start Dataset rows
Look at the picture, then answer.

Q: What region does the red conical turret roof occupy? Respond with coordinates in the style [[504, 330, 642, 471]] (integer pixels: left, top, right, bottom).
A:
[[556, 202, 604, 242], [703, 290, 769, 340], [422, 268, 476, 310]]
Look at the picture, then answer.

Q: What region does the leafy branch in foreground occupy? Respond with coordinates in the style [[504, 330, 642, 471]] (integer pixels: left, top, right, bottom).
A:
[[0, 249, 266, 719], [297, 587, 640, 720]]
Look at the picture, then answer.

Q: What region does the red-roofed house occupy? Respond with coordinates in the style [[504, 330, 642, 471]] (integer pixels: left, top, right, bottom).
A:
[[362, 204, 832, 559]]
end Dataset rows
start Dataset rows
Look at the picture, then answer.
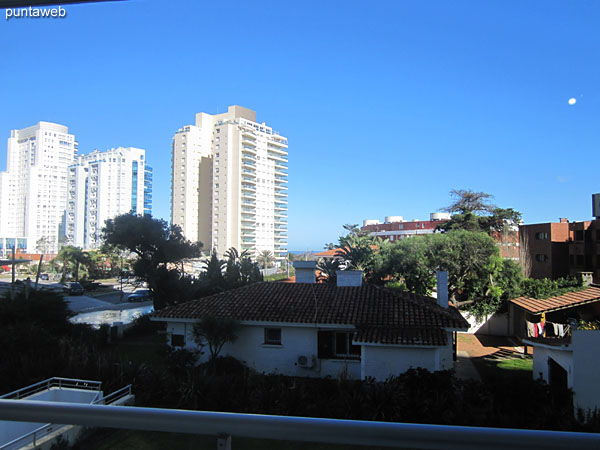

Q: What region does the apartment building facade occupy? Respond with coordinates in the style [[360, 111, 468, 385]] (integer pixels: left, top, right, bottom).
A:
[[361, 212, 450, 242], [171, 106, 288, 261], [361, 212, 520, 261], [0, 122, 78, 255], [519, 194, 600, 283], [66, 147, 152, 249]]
end Dataset rows
start Dataset rows
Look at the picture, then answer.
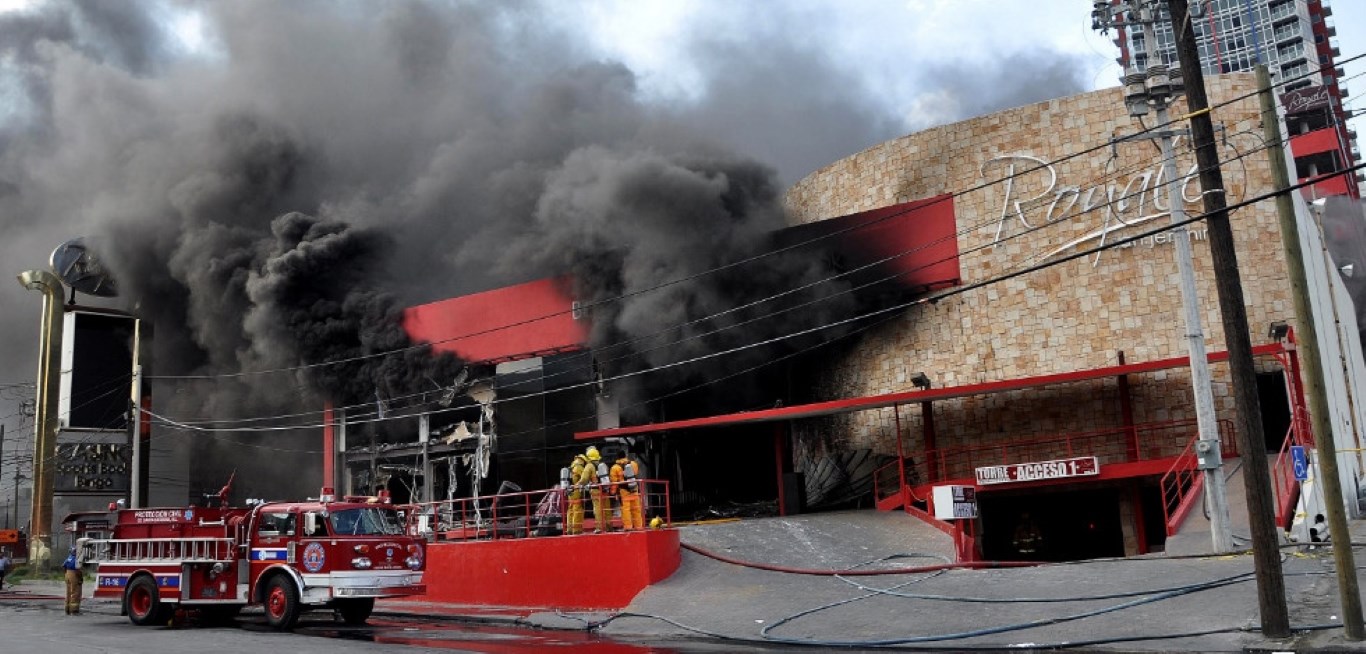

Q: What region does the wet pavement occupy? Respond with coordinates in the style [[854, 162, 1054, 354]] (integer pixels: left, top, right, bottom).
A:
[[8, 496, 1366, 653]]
end Dataset rows
* [Prompt]: Report every line in the entries above that contains the word "with", treating uppercase and lowercase as different.

* [Exercise response]:
Q: What region does the red conical turret roof occupy? Respond with coordinates in the style [[504, 330, 642, 471]] (integer pixels: left, top, right, bottom).
Q: What region does the leafy branch in foreground occupy? Respond with coordinates in the style [[504, 330, 642, 471]] (integer pixels: left, top, right, bottom).
Q: What region does the red-roofed house occupy? Respond with coordinates in the style [[504, 330, 642, 471]] (integer pixels: left, top, right, bottom).
Q: What region does the apartment building facade occupy? Respond with coordinates in the style [[360, 111, 468, 385]] (integer pixels: left, top, right, bottom).
Q: What region does the wet pavement occupy? Respond with coordinates in the style [[854, 162, 1054, 354]] (integer pixels: left, top, right, bottom).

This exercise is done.